Goal of the exercise: Collect every line of the records that contains the string "gravel", and list those lines.
○ ○ ○ ○
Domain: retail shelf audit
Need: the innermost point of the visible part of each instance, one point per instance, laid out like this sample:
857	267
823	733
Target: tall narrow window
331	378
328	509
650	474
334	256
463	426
○ ○ ○ ○
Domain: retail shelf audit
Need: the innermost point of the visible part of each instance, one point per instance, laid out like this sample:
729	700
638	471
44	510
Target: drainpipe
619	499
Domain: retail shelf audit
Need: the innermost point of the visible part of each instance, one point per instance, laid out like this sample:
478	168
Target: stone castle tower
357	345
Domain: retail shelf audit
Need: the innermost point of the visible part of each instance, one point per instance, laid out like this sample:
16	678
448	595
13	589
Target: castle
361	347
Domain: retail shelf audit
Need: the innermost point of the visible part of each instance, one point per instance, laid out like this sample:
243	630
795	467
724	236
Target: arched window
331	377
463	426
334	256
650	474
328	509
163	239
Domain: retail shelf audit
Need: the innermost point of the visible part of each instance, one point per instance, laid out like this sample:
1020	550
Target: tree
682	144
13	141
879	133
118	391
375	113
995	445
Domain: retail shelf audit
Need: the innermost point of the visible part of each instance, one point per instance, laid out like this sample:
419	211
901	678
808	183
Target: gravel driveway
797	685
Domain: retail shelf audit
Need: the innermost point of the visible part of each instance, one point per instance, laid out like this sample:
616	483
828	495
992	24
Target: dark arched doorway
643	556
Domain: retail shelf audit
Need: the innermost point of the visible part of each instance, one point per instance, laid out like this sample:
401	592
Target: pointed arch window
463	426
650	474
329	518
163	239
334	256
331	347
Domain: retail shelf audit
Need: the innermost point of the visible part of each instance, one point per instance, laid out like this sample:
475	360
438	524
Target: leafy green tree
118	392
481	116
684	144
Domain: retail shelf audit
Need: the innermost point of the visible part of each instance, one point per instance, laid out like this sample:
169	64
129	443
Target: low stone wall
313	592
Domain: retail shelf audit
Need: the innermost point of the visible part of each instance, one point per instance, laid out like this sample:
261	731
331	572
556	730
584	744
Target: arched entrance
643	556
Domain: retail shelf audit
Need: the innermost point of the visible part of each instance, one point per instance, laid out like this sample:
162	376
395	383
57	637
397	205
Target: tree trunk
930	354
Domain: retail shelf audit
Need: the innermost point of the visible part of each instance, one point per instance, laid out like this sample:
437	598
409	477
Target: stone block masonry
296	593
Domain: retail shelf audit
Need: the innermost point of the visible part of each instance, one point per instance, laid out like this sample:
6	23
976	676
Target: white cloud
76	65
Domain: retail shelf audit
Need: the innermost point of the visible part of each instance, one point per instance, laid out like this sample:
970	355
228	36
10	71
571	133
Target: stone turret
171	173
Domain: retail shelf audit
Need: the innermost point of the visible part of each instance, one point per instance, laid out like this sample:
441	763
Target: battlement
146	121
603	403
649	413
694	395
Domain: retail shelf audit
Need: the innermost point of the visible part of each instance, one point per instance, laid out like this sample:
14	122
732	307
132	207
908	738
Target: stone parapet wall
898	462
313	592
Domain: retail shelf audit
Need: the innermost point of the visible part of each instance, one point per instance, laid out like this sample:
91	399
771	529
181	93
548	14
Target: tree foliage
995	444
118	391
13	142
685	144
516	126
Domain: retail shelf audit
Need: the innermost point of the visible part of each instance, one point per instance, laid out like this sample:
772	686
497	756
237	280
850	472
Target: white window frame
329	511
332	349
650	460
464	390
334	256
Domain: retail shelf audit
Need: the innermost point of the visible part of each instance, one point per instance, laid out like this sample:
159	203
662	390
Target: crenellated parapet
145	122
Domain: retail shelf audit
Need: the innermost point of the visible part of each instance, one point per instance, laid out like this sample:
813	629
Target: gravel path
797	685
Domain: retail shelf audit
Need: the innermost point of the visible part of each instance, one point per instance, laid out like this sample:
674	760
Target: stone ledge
○ ○ ○ ○
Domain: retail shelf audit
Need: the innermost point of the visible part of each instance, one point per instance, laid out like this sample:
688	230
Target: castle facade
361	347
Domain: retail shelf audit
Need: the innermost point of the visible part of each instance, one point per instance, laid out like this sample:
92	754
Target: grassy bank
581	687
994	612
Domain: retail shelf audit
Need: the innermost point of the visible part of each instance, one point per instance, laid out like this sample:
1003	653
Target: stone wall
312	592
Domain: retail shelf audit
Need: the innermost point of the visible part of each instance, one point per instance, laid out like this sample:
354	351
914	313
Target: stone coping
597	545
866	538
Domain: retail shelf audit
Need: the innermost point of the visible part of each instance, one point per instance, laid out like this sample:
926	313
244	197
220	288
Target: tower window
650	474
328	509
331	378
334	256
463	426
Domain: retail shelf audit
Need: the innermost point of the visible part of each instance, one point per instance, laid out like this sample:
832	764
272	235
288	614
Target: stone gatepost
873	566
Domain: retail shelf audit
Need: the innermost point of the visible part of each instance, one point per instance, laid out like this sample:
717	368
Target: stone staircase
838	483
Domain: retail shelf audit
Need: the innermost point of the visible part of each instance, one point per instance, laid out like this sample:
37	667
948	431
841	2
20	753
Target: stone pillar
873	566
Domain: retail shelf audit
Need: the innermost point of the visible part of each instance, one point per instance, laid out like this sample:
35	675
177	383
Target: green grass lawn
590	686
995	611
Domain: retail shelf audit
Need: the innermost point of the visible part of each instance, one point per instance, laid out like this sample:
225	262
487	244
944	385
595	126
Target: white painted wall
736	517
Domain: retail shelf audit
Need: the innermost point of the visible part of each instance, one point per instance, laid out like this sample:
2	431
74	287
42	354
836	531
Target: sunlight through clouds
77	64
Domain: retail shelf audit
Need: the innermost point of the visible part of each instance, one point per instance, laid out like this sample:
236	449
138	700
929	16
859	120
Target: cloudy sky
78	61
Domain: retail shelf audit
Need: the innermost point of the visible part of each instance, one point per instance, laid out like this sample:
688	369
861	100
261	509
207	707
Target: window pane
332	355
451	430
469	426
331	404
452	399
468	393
○ ○ ○ ○
Output for this exercise:
Target: gravel driveway
Target: gravel path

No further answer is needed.